> Materials provided:
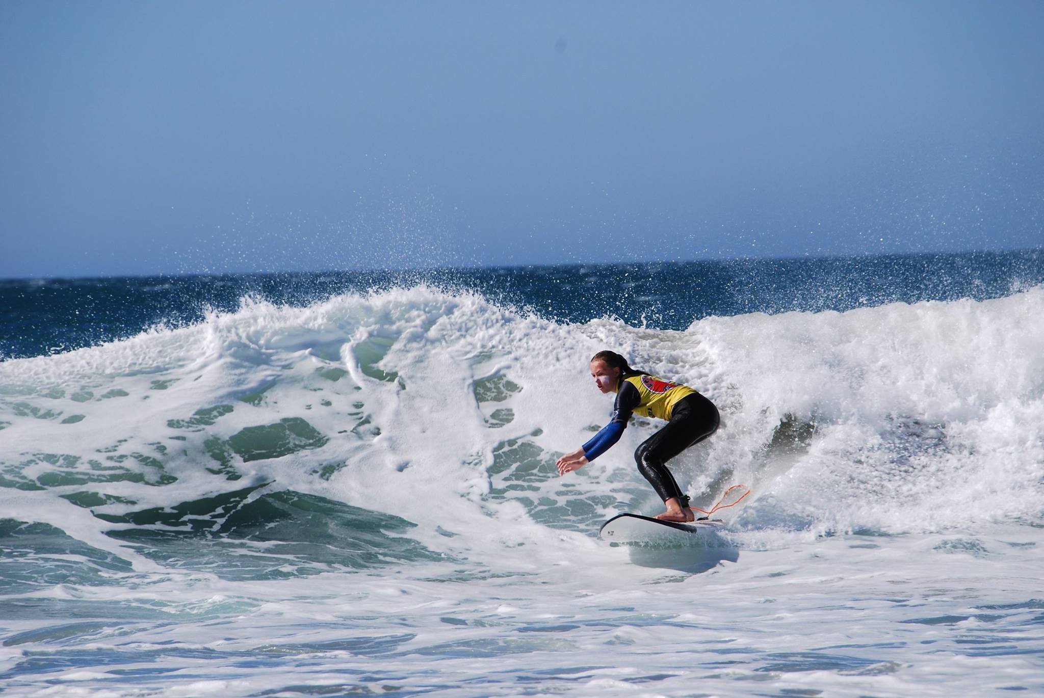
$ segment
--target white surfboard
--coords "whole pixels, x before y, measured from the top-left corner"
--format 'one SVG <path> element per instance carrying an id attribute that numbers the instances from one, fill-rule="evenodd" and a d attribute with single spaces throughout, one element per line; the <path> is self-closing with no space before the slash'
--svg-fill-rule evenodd
<path id="1" fill-rule="evenodd" d="M 720 519 L 703 519 L 680 524 L 637 513 L 621 513 L 602 524 L 598 536 L 610 543 L 655 543 L 664 538 L 677 538 L 679 535 L 698 534 L 720 525 Z"/>

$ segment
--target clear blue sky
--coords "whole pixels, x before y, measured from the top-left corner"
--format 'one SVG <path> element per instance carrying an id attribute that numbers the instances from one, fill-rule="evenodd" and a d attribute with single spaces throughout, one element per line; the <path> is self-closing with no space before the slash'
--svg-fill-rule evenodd
<path id="1" fill-rule="evenodd" d="M 1037 247 L 1042 37 L 1018 0 L 0 0 L 0 276 Z"/>

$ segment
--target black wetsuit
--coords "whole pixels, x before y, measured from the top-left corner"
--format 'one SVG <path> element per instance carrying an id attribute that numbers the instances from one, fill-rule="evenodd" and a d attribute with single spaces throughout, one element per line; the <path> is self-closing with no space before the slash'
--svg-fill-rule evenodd
<path id="1" fill-rule="evenodd" d="M 649 395 L 648 388 L 651 388 L 654 393 L 660 394 L 675 388 L 691 390 L 651 377 L 643 384 L 645 384 L 643 388 L 645 398 Z M 584 444 L 588 461 L 594 460 L 619 440 L 632 413 L 641 407 L 643 402 L 643 392 L 636 388 L 634 383 L 627 380 L 620 381 L 612 419 Z M 649 413 L 651 414 L 651 410 Z M 713 434 L 719 423 L 720 416 L 714 403 L 698 392 L 691 391 L 670 408 L 670 417 L 666 426 L 645 439 L 635 451 L 638 471 L 649 481 L 663 501 L 677 498 L 683 507 L 688 506 L 689 498 L 678 486 L 678 482 L 667 470 L 666 462 Z"/>

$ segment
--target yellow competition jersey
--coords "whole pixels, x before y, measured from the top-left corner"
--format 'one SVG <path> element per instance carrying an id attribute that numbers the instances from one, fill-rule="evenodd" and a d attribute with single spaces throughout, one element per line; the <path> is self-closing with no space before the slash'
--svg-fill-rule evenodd
<path id="1" fill-rule="evenodd" d="M 625 384 L 631 384 L 638 391 L 638 403 L 633 408 L 635 414 L 667 420 L 670 420 L 674 405 L 683 398 L 687 398 L 695 392 L 695 390 L 687 385 L 671 383 L 656 376 L 641 374 L 620 381 L 620 386 L 617 389 L 618 399 L 624 398 L 624 392 L 631 392 L 630 389 L 625 390 Z M 627 402 L 633 402 L 633 400 L 632 398 Z M 623 400 L 618 400 L 618 403 L 622 402 Z M 620 406 L 622 407 L 622 405 Z"/>

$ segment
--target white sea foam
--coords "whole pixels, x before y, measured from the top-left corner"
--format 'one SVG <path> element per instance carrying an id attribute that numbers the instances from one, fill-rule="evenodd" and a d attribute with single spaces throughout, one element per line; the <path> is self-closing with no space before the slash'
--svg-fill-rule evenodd
<path id="1" fill-rule="evenodd" d="M 673 332 L 417 287 L 307 308 L 244 299 L 194 327 L 4 361 L 3 518 L 86 544 L 4 558 L 37 565 L 0 600 L 5 643 L 24 652 L 0 655 L 11 695 L 48 679 L 85 695 L 748 695 L 757 679 L 942 696 L 968 671 L 995 674 L 982 693 L 1039 689 L 1042 311 L 1033 288 Z M 702 504 L 753 487 L 717 543 L 596 539 L 619 510 L 656 510 L 631 455 L 655 424 L 554 473 L 611 408 L 587 374 L 601 348 L 720 407 L 719 433 L 672 464 Z M 224 508 L 179 508 L 252 487 Z M 218 535 L 285 490 L 418 523 L 374 526 L 434 556 L 378 550 L 383 564 L 339 570 L 305 549 L 326 528 Z M 157 554 L 168 544 L 134 537 L 193 522 L 229 547 Z M 133 569 L 75 576 L 98 551 Z M 264 556 L 277 559 L 264 573 L 222 570 Z M 187 677 L 103 673 L 143 661 Z"/>

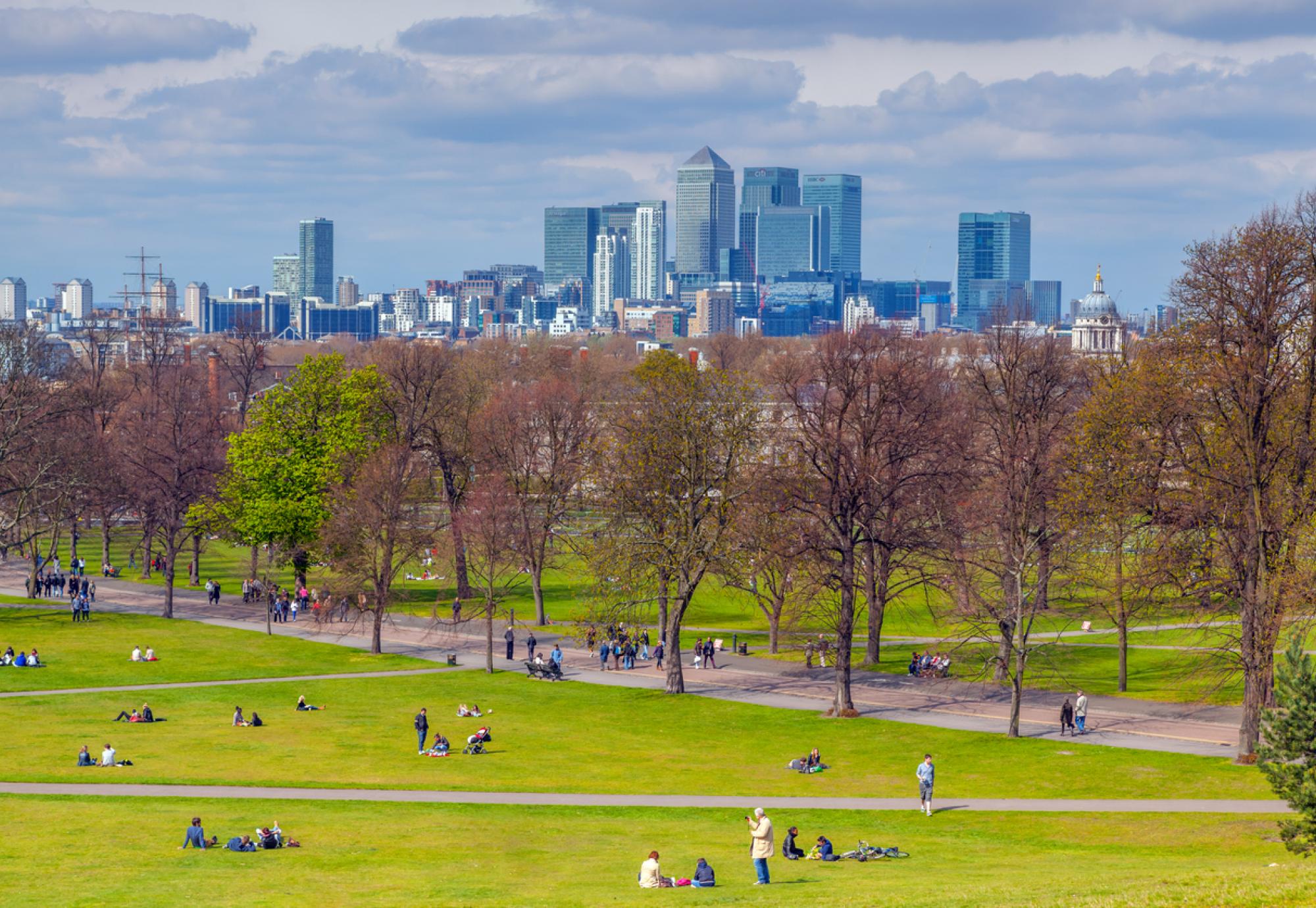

> What you should do: Change "segment" to "outline" throughout the material from its start through the line containing "649 395 L 648", inclusive, and reproduce those lines with nothing else altered. Omit the pictures.

> Solution:
$ outline
--target white surfboard
--coords "whole pixels, x before y, measured from the top-left corner"
--format 'one SVG <path> element per instance carrying an id attribute that numbers the instances from one, fill-rule="evenodd" and a d attribute with single spaces throughout, one element per line; the <path> is self-closing with no space before the slash'
--svg-fill-rule evenodd
<path id="1" fill-rule="evenodd" d="M 720 519 L 703 519 L 680 524 L 637 513 L 621 513 L 602 524 L 598 536 L 610 543 L 655 543 L 664 538 L 677 538 L 679 535 L 698 534 L 720 525 Z"/>

$ outline
--target clear blue sky
--coords "whole pixels, x before y, measured from the top-left corner"
--format 'one SVG <path> element per instance carrying an id attribute that numbers the instances from one, fill-rule="evenodd" and a d attribute with single spaces throughout, one element per line; the <path> is self-closing with no space before the slash'
--svg-fill-rule evenodd
<path id="1" fill-rule="evenodd" d="M 1037 247 L 1042 37 L 1018 0 L 0 0 L 0 276 Z"/>

$ outline
--target black wetsuit
--coords "whole pixels, x before y, measured from the top-left corner"
--format 'one SVG <path> element per instance carrying an id attribute that numbers the instances from one, fill-rule="evenodd" and a d attribute with single spaces throughout, one element per line; the <path> is self-closing with no space before the slash'
--svg-fill-rule evenodd
<path id="1" fill-rule="evenodd" d="M 649 395 L 648 388 L 651 388 L 654 393 L 660 394 L 675 388 L 691 390 L 651 377 L 643 384 L 645 384 L 643 388 L 645 398 Z M 584 444 L 588 461 L 594 460 L 619 440 L 632 413 L 641 407 L 643 402 L 643 392 L 636 388 L 634 383 L 627 380 L 620 381 L 612 419 Z M 649 413 L 651 414 L 651 410 Z M 713 434 L 719 423 L 720 416 L 714 403 L 698 392 L 691 391 L 670 408 L 670 417 L 666 426 L 645 439 L 635 451 L 638 471 L 649 481 L 663 501 L 677 498 L 683 507 L 688 506 L 689 498 L 678 486 L 678 482 L 667 470 L 666 462 Z"/>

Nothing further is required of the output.